SET TASK 1:
Retype the passage about World Cup Coffee and Tea from "While waiting in" up to and including "for a second.".

After checking out the Sterling kiosk on Glisan, I decided to head toward downtown to find a place to sit and write. I didn’t make it very far. A few blocks down Glisan, I came across World Cup Coffee and Tea. I had been planning to try World Cup coffee, but I thought I would go to their café in Powell’s Books. However, since the opportunity presented itself, I decided to stop and check this one out. It turns out that the store on Glisan is World Cup’s headquarters and main café. The company has its offices and its roasting operation there.
While waiting in line, I read some of the company’s literature and I thought I was at another café for coffee enthusiasts. Having visited many similar places, I expected the people in the café to be knowledgeable about the coffee. I walked up to the counter and asked the barista what their espresso was like. She paused for a second.
“It’s really strong. Have you had espresso before?”
“Um. . .” The question hung in the air for just a moment, and I couldn’t help but smile. “Yeah, I drink quite a bit of espresso,” I told her. “I know what it is, but I wanted to know what your espresso is like. You know, how does it taste, for example?”

SET TASK 2:
Edit the entries from the line with "Two rules. Place a point on every instance of the man's" up to and including the last line of the entries, replacing "overcast sky" with "cloudy sky" and keeping everything else unchanged. Give only those lines, without the pictures.

GIVEN RECORDS:
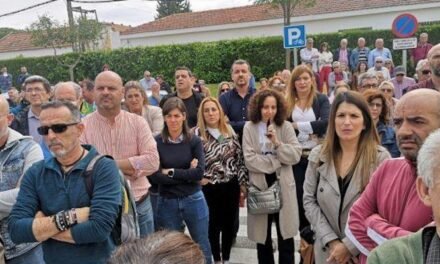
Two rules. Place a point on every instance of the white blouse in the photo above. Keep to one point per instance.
(303, 119)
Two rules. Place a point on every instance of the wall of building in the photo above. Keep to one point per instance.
(326, 23)
(32, 53)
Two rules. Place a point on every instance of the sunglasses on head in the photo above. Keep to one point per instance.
(56, 128)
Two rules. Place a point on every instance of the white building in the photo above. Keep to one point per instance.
(20, 43)
(265, 20)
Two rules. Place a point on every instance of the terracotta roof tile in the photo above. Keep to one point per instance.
(252, 13)
(16, 42)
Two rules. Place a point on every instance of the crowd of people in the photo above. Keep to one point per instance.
(341, 137)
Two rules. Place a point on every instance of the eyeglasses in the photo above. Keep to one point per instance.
(368, 86)
(387, 90)
(373, 105)
(56, 128)
(36, 90)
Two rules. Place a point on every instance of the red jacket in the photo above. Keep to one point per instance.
(388, 208)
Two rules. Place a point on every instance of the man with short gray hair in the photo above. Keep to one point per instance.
(424, 245)
(421, 51)
(68, 91)
(37, 92)
(343, 53)
(389, 206)
(379, 51)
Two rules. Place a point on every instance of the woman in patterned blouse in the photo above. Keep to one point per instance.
(224, 170)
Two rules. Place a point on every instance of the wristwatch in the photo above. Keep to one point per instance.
(171, 173)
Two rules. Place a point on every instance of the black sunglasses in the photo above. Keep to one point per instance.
(56, 128)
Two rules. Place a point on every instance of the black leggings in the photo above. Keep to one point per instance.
(299, 173)
(222, 199)
(285, 246)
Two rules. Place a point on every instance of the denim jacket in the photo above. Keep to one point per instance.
(388, 139)
(19, 153)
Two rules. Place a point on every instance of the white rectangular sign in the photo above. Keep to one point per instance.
(406, 43)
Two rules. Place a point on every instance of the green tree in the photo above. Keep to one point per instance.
(288, 6)
(168, 7)
(6, 31)
(49, 33)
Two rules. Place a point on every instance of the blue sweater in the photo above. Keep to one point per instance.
(43, 188)
(179, 156)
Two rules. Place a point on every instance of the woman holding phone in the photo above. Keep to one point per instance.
(308, 111)
(270, 149)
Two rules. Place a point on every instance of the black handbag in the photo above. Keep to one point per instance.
(264, 201)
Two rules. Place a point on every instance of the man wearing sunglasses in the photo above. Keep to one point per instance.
(17, 154)
(127, 138)
(53, 205)
(37, 92)
(434, 63)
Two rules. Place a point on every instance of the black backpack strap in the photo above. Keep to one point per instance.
(88, 173)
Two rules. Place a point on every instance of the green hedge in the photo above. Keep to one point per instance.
(210, 61)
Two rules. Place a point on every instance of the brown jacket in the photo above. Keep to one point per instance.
(322, 210)
(288, 154)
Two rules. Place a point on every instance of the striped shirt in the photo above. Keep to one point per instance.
(129, 137)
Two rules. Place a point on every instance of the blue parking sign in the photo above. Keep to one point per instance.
(294, 36)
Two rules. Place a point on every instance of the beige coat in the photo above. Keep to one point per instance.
(323, 211)
(288, 154)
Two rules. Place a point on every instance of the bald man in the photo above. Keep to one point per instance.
(68, 91)
(17, 154)
(389, 206)
(127, 138)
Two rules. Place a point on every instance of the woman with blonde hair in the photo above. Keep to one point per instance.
(337, 173)
(224, 173)
(136, 101)
(308, 111)
(387, 88)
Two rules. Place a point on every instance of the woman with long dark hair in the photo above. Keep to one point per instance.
(378, 105)
(270, 149)
(182, 164)
(337, 173)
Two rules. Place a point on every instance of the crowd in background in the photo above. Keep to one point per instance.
(325, 133)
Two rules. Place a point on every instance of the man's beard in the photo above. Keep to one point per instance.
(410, 155)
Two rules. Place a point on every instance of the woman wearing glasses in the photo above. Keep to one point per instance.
(224, 173)
(308, 111)
(270, 149)
(136, 102)
(337, 173)
(182, 164)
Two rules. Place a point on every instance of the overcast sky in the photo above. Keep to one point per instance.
(130, 12)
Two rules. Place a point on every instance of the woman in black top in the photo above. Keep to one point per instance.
(182, 164)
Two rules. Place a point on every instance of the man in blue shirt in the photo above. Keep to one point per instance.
(235, 101)
(53, 206)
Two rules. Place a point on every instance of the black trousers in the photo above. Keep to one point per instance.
(285, 246)
(223, 200)
(299, 173)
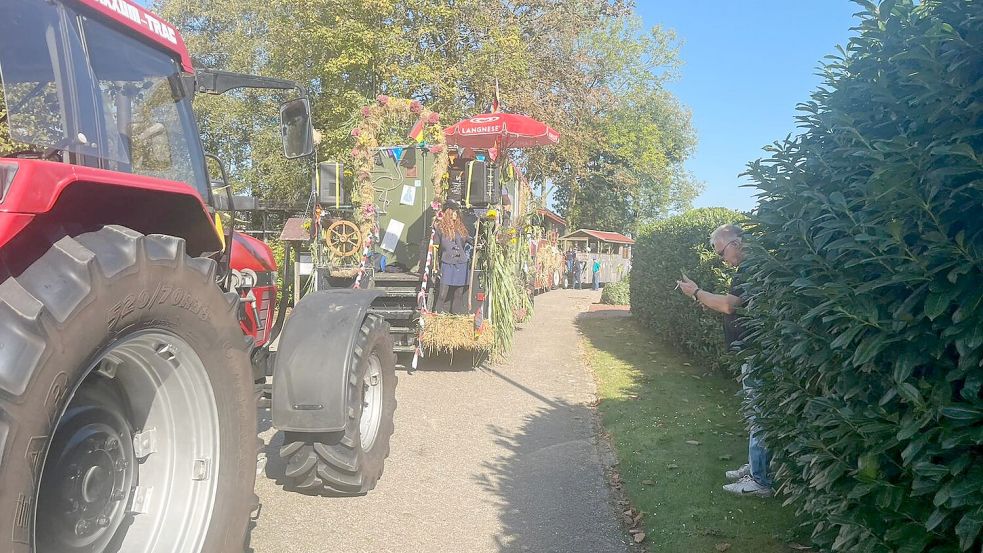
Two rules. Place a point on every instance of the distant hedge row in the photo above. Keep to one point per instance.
(664, 250)
(866, 274)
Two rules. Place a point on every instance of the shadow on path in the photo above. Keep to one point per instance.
(550, 493)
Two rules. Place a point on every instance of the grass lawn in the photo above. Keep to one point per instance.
(653, 401)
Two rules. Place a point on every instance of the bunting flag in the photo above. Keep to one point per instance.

RESPONSE 1:
While waiting in line, I read some of the company’s literature and I thought I was at another café for coffee enthusiasts. Having visited many similar places, I expected the people in the café to be knowledgeable about the coffee. I walked up to the counter and asked the barista what their espresso was like. She paused for a second.

RESPONSE 2:
Two rules. Place a point on every instance of the man's beard in the photo above. Keep to one point per instance.
(410, 155)
Two rules. Place a point on every instance of the woman wearing glasses in the photo above. Keep to one point per instance.
(224, 173)
(308, 111)
(270, 149)
(136, 102)
(337, 173)
(182, 164)
Two rules. Place a point on every instance of the cloudy sky in the photo above. Keep to one point per instance.
(130, 12)
Two rules. Place a point on every instance of the woman in black top in the photo above. Keep to one point per instance.
(182, 164)
Two rules. Place a point on every instance of the man in blue shirt in the photo above. Keep to one point per instance.
(235, 101)
(53, 206)
Two rules. Place a point on every instance of the black trousers in the photo above. Keep to one point per instance.
(285, 246)
(223, 200)
(299, 173)
Two rules. Place a point on every instance of the distant hedge row in the photo above. Keep to one point per instance.
(664, 250)
(866, 274)
Two rules. Place a point on every instance of the shadow on path in the photo above. Keep to one point per instance.
(550, 493)
Two rules. Place a point on every instance of the grass lawn in the photo above. Keep to one point per instance.
(653, 401)
Two rules. Place a point on every instance of the bunting flag in the photo above. Keep to one point per instance.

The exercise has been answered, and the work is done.